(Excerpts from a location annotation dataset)

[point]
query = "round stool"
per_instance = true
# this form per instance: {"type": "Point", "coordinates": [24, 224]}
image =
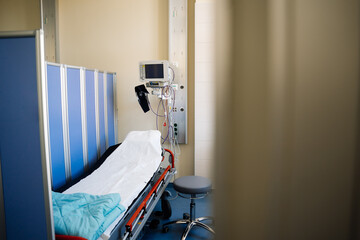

● Task directions
Reproduce the listing above line for line, without changing any character, and leave the picture out of your answer.

● Written answer
[point]
query = "round stool"
per_instance = true
# this form per instance: {"type": "Point", "coordinates": [24, 224]}
image =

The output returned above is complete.